#### Source passage
+---+

Jamie McGhee

Personal information
- Date of birth: 28 September 1989 (age 36)
- Place of birth: Grantham, England
- Position: Winger

Team information
- Current team: Sleaford Town

Senior career*
- Years: Team / Apps / (Gls)
- 2006–2007: Mansfield Town / 2
- 2007–2008: Mansfield Town / 5
- 2008–2009: Mansfield Town / 5
- 2009-2010: Corby Town / 25
- 2009-2010: Rugby Town / 2
- 2009-2010: Spalding United / 24
- 2010-2011: Grantham Town
- 2011-2012: Grantham Town
- 2012-2013: Grantham Town
- 2013-2014: Boston United / 17
- 2014-2015: Boston United / 19
- 2015-2016: Boston United / 8
- 2016-2017: Stamford AFC / 18
- 2017-2018: Stamford AFC / 1
- 2018-2019: Harrowby United

= Jamie McGhee =

English footballer

Jamie McGhee (born 28 September 1989) is an English footballer and player/manager of Sleaford Town.

==Early life==
Born in Grantham, Lincolnshire attending Harrowby Infants and the National school.

==Playing career==
McGhee is a graduate of the Mansfield Town youth academy, and made his first-team debut for the Stags near the end of the 2006–07 season, appearing as a substitute in the League Two games against Swindon and then Bury.

He was released by Mansfield at the end of the season, and signed for Corby Town in July 2009. During the 2009–10 season he gained experience on loan, making two appearances for Rugby Town in the Southern Football League and also spending time at Spalding United in the United Counties League.

In 2010 McGhee returned to his hometown club Grantham Town in the Northern Premier League Division One South. Over four seasons until 2014 he scored 29 goals in all competitions and was part of the side that reached the play-offs in 2011. Notable moments included a 90th-minute header from a free kick to secure a 1–0 win against Shepshed Dynamo in April 2011.

McGhee joined Boston United on loan in January 2014, debuting against Solihull Moors in the Conference North. The move was made permanent later that year. He made over 35 appearances across the 2013–14 and 2014–15 seasons, scoring twice, including the opening goal in a 2–2 draw with former club Grantham Town in August 2014.

+---+

Data items:
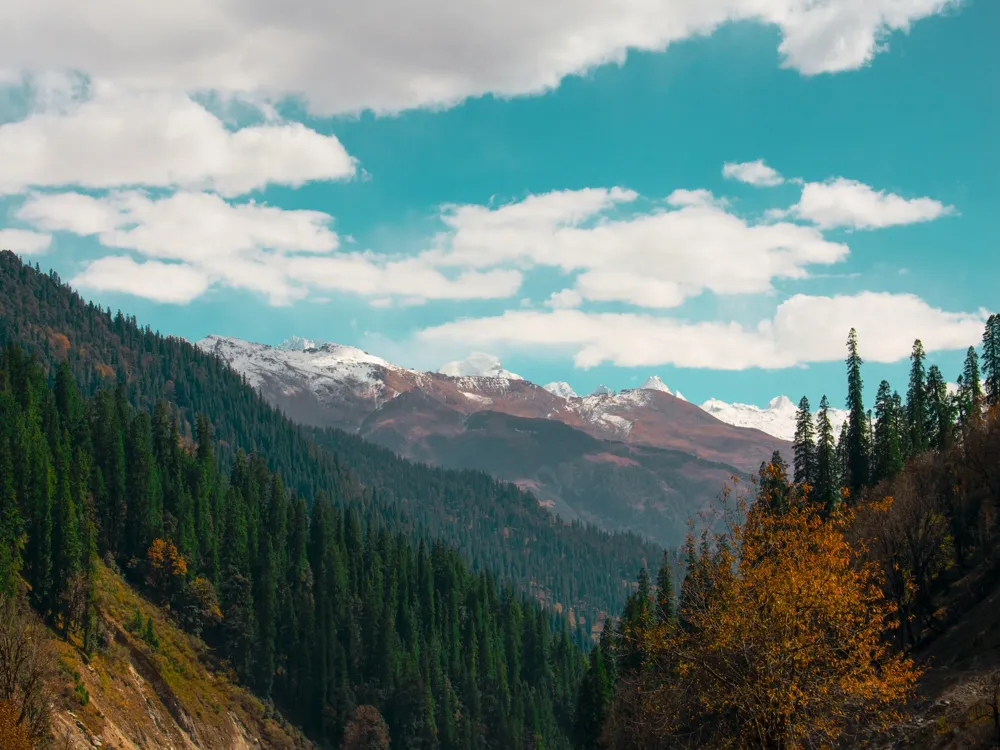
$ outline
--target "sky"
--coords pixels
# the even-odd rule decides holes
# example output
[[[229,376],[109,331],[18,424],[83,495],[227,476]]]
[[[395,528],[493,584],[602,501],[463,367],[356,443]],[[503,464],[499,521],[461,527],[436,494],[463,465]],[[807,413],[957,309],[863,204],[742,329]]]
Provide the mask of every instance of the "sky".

+---+

#### Problem requirements
Reproduce the text of the Jamie McGhee article from "Jamie McGhee (born" to "and then Bury.". The listing has no connection to the Jamie McGhee article.

#### Result
Jamie McGhee (born 28 September 1989) is an English footballer and player/manager of Sleaford Town.

==Early life==
Born in Grantham, Lincolnshire attending Harrowby Infants and the National school.

==Playing career==
McGhee is a graduate of the Mansfield Town youth academy, and made his first-team debut for the Stags near the end of the 2006–07 season, appearing as a substitute in the League Two games against Swindon and then Bury.